» **PASSAGE TO READ**:

A close up of the Immigration and Customs Enforcement badge.

The Supreme Court’s stay in Vasquez Perdomo v. Noem restores ICE authority in Los Angeles, igniting national debate over racial profiling, constitutional rights, and immigration enforcement.

Getty Images, Tennessee Witney

Introduction

The Supreme Court’s recent decision in September 2025 to stay a lower court’s order in Vasquez Perdomo v. Noem marks a significant development in the ongoing debate over the balance between immigration enforcement and constitutional protections. The decision temporarily lifted a district court’s restrictions on Immigration and Customs Enforcement (ICE) operations in the Los Angeles area, allowing agents to resume certain enforcement practices while litigation continues. Although the decision does not resolve the underlying constitutional issues, it does have significant implications for immigration policy, law enforcement authority, and civil liberties.


Background

In June 2025, the Trump administration ordered large-scale ICE raids across the Los Angeles region, which had declared itself a “sanctuary” for undocumented immigrants in November 2024. Following these operations, in July 2025, Judge Maame Ewusi-Mensah Frimpong of the U.S. District Court for the Central District of California issued a temporary restraining order (TRO) in Perdomo v. Noem. The TRO barred ICE officers from relying on specific factors as the sole or combined basis for establishing “reasonable suspicion” during detentive stops.

The TRO prohibited reliance on:

  1. Apparent race or ethnicity
  2. Speaking Spanish or English with an accent
  3. Presence at particular locations (bus stops, laboring sites, agricultural areas)
  4. Type of work one does

The Department of Justice (DOJ) appealed the order, arguing that it hindered ICE’s ability to enforce federal laws. The Ninth Circuit partially narrowed, but largely upheld, the restrictions. On August 7, 2025, the U.S. Government, represented by the Department of Homeland Security (DHS) and Secretary Noem, petitioned the Supreme Court for emergency relief, claiming the lower court’s order threatened to impede ICE operations in an area where roughly 10 percent of residents are undocumented.

» **COMPLETE THE FOLLOWING**:
**1)** In the article on Vasquez Perdomo v. Noem, which judge issued the temporary restraining order in July 2025?
**2)** From the records below, pull out each line that contains the word "window".

» **Stored entries**:
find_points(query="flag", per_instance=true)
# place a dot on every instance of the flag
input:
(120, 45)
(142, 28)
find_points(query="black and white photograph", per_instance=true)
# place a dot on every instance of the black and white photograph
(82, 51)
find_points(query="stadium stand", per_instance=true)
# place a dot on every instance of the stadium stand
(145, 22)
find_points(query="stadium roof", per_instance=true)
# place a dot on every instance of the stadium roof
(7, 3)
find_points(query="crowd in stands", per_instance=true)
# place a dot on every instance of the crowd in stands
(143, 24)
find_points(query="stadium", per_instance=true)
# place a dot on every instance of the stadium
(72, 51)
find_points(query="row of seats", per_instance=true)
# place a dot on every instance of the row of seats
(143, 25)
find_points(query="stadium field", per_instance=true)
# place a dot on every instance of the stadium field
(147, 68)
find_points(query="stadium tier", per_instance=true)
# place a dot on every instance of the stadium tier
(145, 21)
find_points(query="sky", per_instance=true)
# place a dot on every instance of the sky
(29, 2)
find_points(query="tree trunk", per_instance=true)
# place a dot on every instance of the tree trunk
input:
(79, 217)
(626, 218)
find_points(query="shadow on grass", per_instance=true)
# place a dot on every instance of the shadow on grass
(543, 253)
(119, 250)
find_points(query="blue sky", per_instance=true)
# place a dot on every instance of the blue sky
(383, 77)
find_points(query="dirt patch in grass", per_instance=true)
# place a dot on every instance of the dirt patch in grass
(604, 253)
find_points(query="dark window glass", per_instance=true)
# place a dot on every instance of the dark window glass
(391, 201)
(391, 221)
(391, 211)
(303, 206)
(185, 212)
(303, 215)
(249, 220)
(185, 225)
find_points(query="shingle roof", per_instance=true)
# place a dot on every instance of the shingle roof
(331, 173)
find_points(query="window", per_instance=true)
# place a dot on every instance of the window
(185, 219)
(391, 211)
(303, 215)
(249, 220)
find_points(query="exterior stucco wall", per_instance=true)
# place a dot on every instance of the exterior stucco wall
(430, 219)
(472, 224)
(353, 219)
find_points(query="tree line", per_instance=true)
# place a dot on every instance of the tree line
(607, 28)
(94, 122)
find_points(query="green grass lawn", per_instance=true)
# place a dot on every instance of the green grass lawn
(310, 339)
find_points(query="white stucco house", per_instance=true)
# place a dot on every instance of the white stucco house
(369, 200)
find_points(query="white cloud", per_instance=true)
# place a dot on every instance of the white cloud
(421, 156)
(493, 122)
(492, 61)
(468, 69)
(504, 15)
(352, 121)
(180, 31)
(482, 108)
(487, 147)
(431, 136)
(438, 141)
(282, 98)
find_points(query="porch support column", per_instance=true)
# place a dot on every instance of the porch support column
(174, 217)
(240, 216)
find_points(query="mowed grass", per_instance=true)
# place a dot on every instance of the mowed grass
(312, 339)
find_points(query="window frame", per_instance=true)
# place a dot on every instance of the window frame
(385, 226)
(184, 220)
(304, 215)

» **ANSWERS TO THE EXERCISE**:
**1)** Judge Maame Ewusi-Mensah Frimpong of the U.S. District Court for the Central District of California.

**2)**
find_points(query="dark window glass", per_instance=true)
# place a dot on every instance of the dark window glass
find_points(query="window", per_instance=true)
# place a dot on every instance of the window
find_points(query="window frame", per_instance=true)
# place a dot on every instance of the window frame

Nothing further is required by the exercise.